§ **PROBLEMS TO WORK ON**
1 – Answer these from the Helmsley to Kilburn account:
(a) What is the name of the only pub in Kilburn?
(b) Where had Jon been on business?
(c) In which month was the air described as cool?
2 – Quote the Helmsley to Kilburn account word for word from "Our first day" to "meal was had.".

§ **TEXT PROVIDED**
══════

Here Lies a Vengeful Ghost

Helmsley to Kilburn: Night of the Nine Pints

Our first day of walking was glorious. The terrain transitioned every half an hour. We toured the most romantic abbey ruins I’ve ever been to and reveled in the cool August air. We happily rolled into Kilburn, addressed our many minor pains and made our way to the only pub in the village: the Forrester Arms. A great meal was had.

Towards the end of the meal, the seventh of our merry band appeared. Jon had been in Buxton on business but couldn’t arrange to meet us in Helmsley. We retired to the patio, started smoking, and began with an odd ritual that has developed on all my previous walks.

══════

§ **SUPPLIED MATERIAL**
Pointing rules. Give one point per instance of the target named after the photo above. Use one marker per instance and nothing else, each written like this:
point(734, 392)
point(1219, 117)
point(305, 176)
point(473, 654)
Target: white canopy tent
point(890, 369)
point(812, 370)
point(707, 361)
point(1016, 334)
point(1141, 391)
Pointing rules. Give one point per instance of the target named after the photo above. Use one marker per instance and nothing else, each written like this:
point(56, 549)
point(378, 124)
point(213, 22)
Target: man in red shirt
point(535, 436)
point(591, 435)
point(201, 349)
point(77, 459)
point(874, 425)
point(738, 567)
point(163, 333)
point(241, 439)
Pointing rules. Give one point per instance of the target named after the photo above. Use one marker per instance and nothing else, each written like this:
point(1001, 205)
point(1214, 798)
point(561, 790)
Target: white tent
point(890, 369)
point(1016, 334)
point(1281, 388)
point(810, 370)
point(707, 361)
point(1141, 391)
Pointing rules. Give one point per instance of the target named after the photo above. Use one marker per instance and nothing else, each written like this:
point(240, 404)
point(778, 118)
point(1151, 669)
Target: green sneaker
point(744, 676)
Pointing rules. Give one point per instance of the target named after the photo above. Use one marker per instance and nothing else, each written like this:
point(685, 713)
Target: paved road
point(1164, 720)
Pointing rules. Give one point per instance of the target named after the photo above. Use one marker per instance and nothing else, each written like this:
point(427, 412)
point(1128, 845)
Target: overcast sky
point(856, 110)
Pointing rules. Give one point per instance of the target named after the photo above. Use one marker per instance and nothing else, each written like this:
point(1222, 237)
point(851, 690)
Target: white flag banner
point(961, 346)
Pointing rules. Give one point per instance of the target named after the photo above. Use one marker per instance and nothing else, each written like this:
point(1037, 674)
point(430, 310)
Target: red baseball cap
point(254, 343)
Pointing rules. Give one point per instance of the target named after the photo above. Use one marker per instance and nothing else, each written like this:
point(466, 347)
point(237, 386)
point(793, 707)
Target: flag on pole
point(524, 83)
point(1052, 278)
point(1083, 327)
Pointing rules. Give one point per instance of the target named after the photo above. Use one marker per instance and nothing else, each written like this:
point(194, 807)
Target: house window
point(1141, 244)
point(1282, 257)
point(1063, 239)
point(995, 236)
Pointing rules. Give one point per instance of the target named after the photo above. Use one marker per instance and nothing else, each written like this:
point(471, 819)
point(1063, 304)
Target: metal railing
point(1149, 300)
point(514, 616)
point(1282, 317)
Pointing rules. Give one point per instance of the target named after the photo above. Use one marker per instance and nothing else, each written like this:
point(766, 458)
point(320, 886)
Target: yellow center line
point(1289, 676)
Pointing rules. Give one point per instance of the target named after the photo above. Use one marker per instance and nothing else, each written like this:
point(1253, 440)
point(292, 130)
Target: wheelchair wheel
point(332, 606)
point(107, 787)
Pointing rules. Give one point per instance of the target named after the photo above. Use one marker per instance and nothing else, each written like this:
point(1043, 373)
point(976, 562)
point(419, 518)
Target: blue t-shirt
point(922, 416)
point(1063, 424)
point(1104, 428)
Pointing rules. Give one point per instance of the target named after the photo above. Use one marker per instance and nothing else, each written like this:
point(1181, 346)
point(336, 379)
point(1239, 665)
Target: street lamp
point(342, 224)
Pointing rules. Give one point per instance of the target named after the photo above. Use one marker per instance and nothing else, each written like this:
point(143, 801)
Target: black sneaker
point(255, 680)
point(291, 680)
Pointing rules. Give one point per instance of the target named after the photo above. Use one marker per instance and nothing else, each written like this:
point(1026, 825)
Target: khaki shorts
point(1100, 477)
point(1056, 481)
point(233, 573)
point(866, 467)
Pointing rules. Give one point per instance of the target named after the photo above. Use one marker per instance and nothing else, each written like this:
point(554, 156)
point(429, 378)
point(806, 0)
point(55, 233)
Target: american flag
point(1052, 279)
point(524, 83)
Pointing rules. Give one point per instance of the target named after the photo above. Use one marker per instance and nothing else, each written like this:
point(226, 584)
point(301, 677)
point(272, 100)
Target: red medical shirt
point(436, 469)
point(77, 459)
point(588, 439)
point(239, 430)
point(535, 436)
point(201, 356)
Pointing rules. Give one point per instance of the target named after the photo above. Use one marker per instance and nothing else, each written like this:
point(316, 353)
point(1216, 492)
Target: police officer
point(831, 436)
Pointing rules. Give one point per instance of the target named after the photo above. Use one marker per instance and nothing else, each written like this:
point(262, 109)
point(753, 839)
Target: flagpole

══════

§ **TASK SOLUTIONS**
1 –
(a) The Forrester Arms
(b) Buxton
(c) August

2 –
Our first day of walking was glorious. The terrain transitioned every half an hour. We toured the most romantic abbey ruins I’ve ever been to and reveled in the cool August air. We happily rolled into Kilburn, addressed our many minor pains and made our way to the only pub in the village: the Forrester Arms. A great meal was had.